Extracted entries below:

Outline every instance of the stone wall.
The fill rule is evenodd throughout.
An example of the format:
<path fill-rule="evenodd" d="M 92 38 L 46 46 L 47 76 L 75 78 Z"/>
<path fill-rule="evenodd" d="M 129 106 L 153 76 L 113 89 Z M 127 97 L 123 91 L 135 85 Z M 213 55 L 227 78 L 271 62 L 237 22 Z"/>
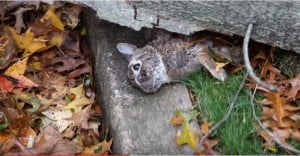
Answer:
<path fill-rule="evenodd" d="M 157 27 L 191 34 L 211 30 L 243 36 L 300 53 L 300 2 L 297 1 L 82 1 L 99 18 L 135 30 Z"/>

End of Extracted entries.

**What you have to do:**
Return exactly, and only, the lines that run from the line containing "The fill rule is evenodd throughout." to the last line of the entries above, both ends included, with pictures left out.

**Written answer:**
The fill rule is evenodd throughout.
An example of the format:
<path fill-rule="evenodd" d="M 92 38 L 46 46 L 47 76 L 75 78 Z"/>
<path fill-rule="evenodd" d="M 129 106 L 153 76 L 113 89 Z M 127 97 L 123 91 L 135 85 Z M 213 55 L 227 78 L 271 62 L 237 22 Z"/>
Answer:
<path fill-rule="evenodd" d="M 157 27 L 191 34 L 211 30 L 243 36 L 300 53 L 300 2 L 297 1 L 82 1 L 99 18 L 135 30 Z"/>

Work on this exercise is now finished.